Among the entries below, tally the lines that include "then", and give the number alone.

#### Entries supplied

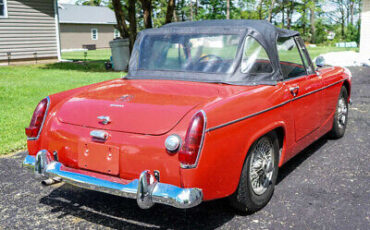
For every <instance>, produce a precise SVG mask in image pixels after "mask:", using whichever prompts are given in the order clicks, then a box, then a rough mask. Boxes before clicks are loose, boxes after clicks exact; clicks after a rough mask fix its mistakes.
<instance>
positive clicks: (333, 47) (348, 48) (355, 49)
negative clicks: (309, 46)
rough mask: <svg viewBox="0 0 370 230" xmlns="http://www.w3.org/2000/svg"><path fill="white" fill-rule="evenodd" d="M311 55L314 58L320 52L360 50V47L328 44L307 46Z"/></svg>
mask: <svg viewBox="0 0 370 230" xmlns="http://www.w3.org/2000/svg"><path fill="white" fill-rule="evenodd" d="M307 50H308V52H309V53H310V57H311V58H312V59H314V58H315V57H317V56H319V55H320V54H325V53H329V52H339V51H355V52H358V48H340V47H328V46H317V47H307Z"/></svg>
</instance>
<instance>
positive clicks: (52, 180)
mask: <svg viewBox="0 0 370 230" xmlns="http://www.w3.org/2000/svg"><path fill="white" fill-rule="evenodd" d="M60 182H62V178H60V177H54V178H48V179H46V180H43V181H41V184H42V185H44V186H49V185H53V184H57V183H60Z"/></svg>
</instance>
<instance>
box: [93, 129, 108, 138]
mask: <svg viewBox="0 0 370 230" xmlns="http://www.w3.org/2000/svg"><path fill="white" fill-rule="evenodd" d="M90 136H92V137H93V138H96V139H99V140H103V141H105V140H107V139H108V136H109V135H108V133H107V132H105V131H102V130H93V131H91V132H90Z"/></svg>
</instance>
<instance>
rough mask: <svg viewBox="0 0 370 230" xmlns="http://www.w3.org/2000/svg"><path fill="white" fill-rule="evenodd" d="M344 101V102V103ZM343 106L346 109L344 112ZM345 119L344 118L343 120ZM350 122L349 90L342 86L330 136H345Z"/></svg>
mask: <svg viewBox="0 0 370 230" xmlns="http://www.w3.org/2000/svg"><path fill="white" fill-rule="evenodd" d="M342 103H343V104H342ZM343 106H344V108H345V111H344V112H343ZM343 119H344V120H343ZM347 122H348V92H347V89H346V87H344V86H343V87H342V88H341V90H340V94H339V97H338V101H337V106H336V109H335V114H334V119H333V128H332V129H331V130H330V132H329V136H330V137H332V138H334V139H338V138H341V137H343V135H344V133H345V131H346V127H347Z"/></svg>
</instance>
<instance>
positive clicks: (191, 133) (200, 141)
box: [179, 111, 206, 168]
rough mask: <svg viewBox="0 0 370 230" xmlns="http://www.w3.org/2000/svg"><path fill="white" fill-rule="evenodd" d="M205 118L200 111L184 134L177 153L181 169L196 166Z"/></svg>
mask: <svg viewBox="0 0 370 230" xmlns="http://www.w3.org/2000/svg"><path fill="white" fill-rule="evenodd" d="M205 126H206V118H205V115H204V113H203V112H202V111H200V112H198V113H197V114H195V115H194V117H193V118H192V120H191V122H190V125H189V128H188V130H187V132H186V136H185V142H184V145H183V147H182V149H181V151H180V152H179V161H180V163H181V167H183V168H193V167H195V166H196V163H197V159H198V155H199V152H200V148H201V146H202V141H203V135H204V131H205V130H204V129H205Z"/></svg>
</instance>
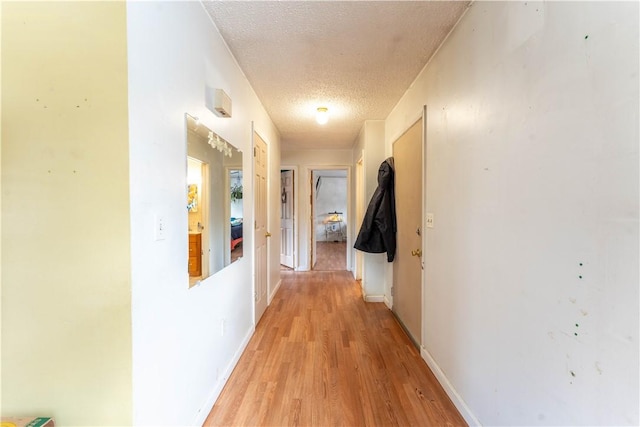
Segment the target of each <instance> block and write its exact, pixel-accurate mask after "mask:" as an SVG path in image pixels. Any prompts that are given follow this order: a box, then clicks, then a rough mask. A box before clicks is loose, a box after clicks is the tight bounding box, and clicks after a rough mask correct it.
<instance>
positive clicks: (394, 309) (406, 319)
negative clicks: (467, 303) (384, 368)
mask: <svg viewBox="0 0 640 427" xmlns="http://www.w3.org/2000/svg"><path fill="white" fill-rule="evenodd" d="M422 134H423V131H422V119H420V120H418V121H417V122H416V123H415V124H414V125H413V126H412V127H411V128H409V130H407V131H406V132H405V133H404V134H403V135H402V136H401V137H400V138H398V140H396V142H394V143H393V158H394V164H395V196H396V215H397V222H398V233H397V236H396V256H395V260H394V262H393V305H392V310H393V312H394V313H395V315H396V317H397V318H398V320H399V321H400V323H401V324H402V325H403V327H404V329H405V330H406V331H407V333H408V334H409V336H410V337H411V338H412V340H413V342H414V343H415V344H416V346H418V347H419V345H420V344H421V341H422V194H423V193H422V176H423V175H422Z"/></svg>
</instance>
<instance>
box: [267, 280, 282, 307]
mask: <svg viewBox="0 0 640 427" xmlns="http://www.w3.org/2000/svg"><path fill="white" fill-rule="evenodd" d="M281 284H282V279H280V280H278V284H277V285H276V287H275V288H274V289H273V291H272V292H271V294H269V301H267V304H271V301H273V297H274V296H276V293H277V292H278V289H280V285H281Z"/></svg>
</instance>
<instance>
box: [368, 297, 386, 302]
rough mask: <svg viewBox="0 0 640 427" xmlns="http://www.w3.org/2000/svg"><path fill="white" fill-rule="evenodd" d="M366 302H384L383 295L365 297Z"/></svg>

########

Exercise solution
2